Task details -> Each line of the data below that carries the word "dark" needs to be copied.

#####

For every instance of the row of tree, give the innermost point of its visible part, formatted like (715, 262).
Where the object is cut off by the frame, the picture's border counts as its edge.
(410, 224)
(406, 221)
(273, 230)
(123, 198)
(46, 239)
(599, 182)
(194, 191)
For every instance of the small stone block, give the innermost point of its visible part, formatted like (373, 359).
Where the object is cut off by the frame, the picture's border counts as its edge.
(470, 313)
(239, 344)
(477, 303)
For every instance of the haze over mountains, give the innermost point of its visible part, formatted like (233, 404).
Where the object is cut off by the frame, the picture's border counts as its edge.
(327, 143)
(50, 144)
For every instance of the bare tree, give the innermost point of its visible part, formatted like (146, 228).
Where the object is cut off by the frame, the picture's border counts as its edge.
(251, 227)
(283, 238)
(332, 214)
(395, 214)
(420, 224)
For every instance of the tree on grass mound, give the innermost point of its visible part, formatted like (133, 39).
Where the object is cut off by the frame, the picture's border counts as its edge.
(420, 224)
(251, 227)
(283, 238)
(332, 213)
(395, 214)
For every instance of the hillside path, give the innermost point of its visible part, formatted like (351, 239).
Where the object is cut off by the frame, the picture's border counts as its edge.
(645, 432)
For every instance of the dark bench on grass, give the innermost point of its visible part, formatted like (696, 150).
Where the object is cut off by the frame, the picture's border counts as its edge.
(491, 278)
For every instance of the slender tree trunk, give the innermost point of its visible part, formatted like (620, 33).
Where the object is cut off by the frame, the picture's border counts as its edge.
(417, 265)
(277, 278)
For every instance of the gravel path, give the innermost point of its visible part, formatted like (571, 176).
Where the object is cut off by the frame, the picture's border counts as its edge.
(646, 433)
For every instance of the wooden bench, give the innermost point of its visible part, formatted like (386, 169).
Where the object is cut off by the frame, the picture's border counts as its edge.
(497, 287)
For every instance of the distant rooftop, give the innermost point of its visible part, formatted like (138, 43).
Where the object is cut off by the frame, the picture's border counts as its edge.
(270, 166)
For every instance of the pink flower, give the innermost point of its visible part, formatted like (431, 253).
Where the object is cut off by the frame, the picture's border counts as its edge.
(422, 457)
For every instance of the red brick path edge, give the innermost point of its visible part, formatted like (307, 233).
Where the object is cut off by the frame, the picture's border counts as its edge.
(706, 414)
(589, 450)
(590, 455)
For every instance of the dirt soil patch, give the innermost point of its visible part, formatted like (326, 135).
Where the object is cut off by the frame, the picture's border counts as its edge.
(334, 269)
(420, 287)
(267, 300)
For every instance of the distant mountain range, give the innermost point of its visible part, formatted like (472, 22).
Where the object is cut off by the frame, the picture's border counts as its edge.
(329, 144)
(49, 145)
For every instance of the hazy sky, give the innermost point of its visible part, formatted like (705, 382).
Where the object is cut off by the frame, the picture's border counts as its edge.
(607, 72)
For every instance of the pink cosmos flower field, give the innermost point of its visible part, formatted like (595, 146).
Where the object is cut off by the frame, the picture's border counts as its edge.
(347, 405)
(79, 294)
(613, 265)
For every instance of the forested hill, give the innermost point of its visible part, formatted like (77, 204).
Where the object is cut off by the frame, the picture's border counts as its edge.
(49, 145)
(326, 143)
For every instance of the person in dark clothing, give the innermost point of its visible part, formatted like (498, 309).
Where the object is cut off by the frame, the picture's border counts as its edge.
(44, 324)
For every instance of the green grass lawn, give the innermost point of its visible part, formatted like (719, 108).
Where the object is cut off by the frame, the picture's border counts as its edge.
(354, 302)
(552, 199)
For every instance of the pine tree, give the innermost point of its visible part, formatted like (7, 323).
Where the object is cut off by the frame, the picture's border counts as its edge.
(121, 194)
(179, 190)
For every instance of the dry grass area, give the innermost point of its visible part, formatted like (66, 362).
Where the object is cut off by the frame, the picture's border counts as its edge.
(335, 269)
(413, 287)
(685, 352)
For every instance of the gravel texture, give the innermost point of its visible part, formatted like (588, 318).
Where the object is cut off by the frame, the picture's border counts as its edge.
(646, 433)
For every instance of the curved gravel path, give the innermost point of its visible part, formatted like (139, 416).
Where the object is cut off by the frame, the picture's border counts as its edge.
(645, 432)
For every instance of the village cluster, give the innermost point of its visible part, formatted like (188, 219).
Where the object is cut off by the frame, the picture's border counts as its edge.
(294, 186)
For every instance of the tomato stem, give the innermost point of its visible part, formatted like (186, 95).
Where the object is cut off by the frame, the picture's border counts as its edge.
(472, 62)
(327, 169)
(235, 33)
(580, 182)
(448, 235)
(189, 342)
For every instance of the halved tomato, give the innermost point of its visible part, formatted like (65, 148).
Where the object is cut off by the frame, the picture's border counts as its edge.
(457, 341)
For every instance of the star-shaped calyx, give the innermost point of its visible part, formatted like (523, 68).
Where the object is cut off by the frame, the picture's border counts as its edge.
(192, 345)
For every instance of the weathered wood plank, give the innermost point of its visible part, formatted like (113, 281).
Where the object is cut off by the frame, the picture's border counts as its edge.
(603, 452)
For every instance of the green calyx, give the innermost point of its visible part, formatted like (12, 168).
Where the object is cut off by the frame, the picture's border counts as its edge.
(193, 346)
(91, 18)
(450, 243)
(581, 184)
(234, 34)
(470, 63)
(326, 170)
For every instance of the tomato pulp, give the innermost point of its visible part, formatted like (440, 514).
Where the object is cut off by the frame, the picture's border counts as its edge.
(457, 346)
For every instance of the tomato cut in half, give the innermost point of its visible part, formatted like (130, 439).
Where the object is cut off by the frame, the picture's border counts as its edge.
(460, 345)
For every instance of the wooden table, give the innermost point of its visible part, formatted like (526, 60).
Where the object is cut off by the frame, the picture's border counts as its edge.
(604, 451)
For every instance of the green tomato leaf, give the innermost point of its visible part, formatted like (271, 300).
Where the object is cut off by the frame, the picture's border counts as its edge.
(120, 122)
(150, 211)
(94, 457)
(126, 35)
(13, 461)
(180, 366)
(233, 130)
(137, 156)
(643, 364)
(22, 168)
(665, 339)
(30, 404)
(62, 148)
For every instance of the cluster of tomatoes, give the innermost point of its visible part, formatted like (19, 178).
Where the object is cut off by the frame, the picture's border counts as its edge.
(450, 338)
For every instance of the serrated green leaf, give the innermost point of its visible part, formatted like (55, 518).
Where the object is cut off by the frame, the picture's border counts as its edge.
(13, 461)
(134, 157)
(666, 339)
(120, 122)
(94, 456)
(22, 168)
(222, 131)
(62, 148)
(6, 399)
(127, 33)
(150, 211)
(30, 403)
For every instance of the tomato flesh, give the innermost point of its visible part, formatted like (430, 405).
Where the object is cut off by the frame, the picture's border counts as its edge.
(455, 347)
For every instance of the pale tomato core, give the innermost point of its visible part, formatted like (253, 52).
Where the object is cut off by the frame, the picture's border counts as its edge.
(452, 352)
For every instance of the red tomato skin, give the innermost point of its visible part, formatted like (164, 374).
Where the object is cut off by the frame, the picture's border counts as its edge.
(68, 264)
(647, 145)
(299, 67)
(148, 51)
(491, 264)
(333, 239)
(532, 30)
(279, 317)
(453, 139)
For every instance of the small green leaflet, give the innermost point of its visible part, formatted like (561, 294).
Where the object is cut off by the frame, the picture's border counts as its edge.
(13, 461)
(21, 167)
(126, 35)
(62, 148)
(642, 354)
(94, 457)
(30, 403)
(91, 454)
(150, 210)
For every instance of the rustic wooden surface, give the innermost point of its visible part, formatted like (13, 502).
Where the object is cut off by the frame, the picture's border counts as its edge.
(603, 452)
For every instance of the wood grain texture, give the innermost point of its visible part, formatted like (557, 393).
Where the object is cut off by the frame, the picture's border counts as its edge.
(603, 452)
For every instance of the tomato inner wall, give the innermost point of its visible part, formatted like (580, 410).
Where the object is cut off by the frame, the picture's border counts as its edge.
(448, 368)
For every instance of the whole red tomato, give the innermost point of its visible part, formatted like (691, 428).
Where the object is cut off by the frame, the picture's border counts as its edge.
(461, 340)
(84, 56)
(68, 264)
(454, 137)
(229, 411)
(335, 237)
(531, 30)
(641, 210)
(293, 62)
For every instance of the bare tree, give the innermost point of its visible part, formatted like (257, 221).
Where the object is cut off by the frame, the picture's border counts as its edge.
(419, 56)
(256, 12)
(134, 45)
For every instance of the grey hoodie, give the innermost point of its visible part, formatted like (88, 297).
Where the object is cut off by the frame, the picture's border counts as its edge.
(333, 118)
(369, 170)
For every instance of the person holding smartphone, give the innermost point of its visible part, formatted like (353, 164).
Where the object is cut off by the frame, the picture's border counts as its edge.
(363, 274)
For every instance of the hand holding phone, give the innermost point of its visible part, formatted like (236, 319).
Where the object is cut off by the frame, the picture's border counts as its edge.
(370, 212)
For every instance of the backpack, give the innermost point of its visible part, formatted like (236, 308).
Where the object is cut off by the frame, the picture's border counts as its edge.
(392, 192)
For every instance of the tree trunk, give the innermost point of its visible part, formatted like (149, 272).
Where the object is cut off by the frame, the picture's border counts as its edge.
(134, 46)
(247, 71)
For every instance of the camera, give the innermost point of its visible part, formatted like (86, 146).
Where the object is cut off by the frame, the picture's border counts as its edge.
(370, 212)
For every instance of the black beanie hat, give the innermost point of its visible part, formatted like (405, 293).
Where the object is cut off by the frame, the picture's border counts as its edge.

#####

Answer for this exercise ->
For every instance of the dark bench on grass, give the innermost point of its visible part, formatted like (696, 150).
For every instance of the person in dark clothing, give the innermost point of its visible part, formatted like (498, 309).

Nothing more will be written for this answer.